◆ **PROBLEM DESCRIPTION**
Copy the contextual marketing text from "1. Smart Forms/Progressive" down to "tablet, or desktop).", swapping "prospects" for "leads".

◆ **DOCUMENT SECTION**

-- Opening Marker --

Contextual marketing strategy is guided by the behaviors and conditions surrounding your prospects, and it helps you create content that’s relevant to your customers.

For successful marketing efforts, your content should be pertinent to your target audience. However, contextual marketing isn’t built upon content relevance only. Timeliness also plays a huge role to make sure the content remains relevant. For instance, if a customer requests an email marketing eBook, send it to them immediately, because what makes that content relevant is timing.

Examples of Contextual Marketing

1. Smart Forms/Progressive Profiling

Most marketers know that forms are a quick and easy way to capture and segment prospects. By creating a smart form, you can easily change the whole form depending on your visitor and their behaviors. And you can base your content on:

* Country – This depends on your visitor’s IP address so that you can display content relevant to their country.

* Device type – This you can help you display content that fits the device your visitor is using (mobile, tablet, or desktop).

* Referral source – Here you can present visitors with content depending on how they found your site (direct traffic, social media, etc.)

* Contact list membership – This enables you to show visitors specific content if they’re part of one of your lists.

-- Closing Marker --

◆ **DATA SECTION**
-- Opening Marker --

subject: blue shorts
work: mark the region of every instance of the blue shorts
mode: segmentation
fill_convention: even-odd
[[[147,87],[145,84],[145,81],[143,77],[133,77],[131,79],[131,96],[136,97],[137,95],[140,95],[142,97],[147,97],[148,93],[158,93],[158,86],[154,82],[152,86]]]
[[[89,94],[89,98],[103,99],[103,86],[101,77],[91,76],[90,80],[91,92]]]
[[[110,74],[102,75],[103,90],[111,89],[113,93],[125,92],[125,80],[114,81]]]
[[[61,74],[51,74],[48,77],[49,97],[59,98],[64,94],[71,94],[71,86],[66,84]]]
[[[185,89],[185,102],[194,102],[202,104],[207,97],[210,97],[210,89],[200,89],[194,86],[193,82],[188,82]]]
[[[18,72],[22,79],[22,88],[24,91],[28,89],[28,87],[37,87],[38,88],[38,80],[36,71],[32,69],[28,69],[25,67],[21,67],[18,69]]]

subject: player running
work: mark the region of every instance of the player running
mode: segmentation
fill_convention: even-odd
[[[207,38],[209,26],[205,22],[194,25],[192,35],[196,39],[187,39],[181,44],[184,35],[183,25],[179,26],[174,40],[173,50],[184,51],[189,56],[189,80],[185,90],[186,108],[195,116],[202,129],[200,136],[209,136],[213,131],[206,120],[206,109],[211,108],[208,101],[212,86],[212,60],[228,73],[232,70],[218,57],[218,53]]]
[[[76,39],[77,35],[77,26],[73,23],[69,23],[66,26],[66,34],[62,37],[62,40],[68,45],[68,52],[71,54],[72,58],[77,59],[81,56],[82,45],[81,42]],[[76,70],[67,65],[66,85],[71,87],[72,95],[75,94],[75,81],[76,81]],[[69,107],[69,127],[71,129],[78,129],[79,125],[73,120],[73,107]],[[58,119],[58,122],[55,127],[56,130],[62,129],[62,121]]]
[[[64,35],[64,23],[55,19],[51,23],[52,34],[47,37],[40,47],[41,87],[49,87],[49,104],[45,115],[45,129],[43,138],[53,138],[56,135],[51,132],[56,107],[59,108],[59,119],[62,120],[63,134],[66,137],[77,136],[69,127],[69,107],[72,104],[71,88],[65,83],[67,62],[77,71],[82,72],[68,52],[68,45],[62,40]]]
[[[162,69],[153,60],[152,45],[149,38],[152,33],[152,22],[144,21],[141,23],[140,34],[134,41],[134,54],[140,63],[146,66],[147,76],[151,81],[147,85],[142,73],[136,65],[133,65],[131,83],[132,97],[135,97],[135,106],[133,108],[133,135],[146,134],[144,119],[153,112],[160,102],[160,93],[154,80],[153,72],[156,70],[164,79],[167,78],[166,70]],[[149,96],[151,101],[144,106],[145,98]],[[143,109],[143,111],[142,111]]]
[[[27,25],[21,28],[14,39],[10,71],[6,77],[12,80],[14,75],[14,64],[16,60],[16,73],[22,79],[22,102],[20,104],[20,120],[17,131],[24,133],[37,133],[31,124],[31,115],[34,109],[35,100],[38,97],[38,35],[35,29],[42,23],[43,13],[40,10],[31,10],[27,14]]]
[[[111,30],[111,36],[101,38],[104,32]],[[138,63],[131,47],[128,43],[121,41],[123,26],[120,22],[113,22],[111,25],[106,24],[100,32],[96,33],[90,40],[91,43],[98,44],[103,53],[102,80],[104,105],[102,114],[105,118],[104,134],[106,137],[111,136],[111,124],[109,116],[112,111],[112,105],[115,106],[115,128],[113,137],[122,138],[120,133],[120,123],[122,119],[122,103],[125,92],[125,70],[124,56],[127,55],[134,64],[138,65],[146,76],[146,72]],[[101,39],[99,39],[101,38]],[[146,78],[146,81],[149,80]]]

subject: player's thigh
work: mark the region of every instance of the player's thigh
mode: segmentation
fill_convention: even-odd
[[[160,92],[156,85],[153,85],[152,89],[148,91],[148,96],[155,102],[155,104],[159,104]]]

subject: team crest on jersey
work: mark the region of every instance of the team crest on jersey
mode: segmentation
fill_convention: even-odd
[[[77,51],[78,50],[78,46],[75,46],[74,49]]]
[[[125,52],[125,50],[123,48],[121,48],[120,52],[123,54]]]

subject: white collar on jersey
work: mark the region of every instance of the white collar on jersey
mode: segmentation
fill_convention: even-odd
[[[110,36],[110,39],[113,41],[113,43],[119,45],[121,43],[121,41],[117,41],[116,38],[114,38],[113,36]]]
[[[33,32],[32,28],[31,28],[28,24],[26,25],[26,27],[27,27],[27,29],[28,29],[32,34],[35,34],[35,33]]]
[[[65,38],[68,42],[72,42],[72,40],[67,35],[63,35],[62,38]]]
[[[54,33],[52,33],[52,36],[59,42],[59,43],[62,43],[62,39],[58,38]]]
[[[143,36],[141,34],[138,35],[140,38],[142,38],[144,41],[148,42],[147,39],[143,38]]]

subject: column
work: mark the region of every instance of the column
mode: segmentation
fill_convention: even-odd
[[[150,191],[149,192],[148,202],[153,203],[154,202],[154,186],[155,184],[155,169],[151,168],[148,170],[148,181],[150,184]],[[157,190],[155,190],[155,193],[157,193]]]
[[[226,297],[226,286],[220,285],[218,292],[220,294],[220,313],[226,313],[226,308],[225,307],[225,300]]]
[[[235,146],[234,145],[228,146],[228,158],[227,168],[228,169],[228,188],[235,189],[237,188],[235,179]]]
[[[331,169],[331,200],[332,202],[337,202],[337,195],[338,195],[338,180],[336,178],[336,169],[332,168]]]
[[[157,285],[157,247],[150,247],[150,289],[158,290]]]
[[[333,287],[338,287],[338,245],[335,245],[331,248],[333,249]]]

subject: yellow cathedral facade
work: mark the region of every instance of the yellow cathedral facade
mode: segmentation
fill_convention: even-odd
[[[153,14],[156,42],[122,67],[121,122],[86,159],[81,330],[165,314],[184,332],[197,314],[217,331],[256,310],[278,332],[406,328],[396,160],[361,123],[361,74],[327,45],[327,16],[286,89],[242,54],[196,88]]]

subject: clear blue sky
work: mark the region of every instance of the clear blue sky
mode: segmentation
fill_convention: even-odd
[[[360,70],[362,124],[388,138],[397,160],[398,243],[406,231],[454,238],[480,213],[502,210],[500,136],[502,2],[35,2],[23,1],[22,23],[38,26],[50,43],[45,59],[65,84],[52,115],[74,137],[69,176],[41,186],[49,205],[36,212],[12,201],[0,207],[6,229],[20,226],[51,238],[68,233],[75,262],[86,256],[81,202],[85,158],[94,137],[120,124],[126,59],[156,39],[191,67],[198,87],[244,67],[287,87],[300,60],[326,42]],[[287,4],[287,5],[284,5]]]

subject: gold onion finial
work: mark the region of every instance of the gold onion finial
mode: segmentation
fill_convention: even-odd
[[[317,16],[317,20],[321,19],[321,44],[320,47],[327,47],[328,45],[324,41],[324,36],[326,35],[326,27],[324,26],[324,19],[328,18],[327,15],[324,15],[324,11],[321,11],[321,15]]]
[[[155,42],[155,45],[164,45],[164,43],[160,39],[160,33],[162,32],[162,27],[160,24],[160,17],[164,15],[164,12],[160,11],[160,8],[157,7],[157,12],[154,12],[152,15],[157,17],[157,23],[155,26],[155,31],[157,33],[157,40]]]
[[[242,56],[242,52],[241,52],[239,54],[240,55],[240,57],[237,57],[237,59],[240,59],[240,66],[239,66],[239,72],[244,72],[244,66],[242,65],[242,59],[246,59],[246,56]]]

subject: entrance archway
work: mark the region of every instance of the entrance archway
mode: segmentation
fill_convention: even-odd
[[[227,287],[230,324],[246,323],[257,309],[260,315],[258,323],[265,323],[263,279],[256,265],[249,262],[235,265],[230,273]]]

-- Closing Marker --

◆ **WORKED SOLUTION**
1. Smart Forms/Progressive Profiling

Most marketers know that forms are a quick and easy way to capture and segment leads. By creating a smart form, you can easily change the whole form depending on your visitor and their behaviors. And you can base your content on:

* Country – This depends on your visitor’s IP address so that you can display content relevant to their country.

* Device type – This you can help you display content that fits the device your visitor is using (mobile, tablet, or desktop).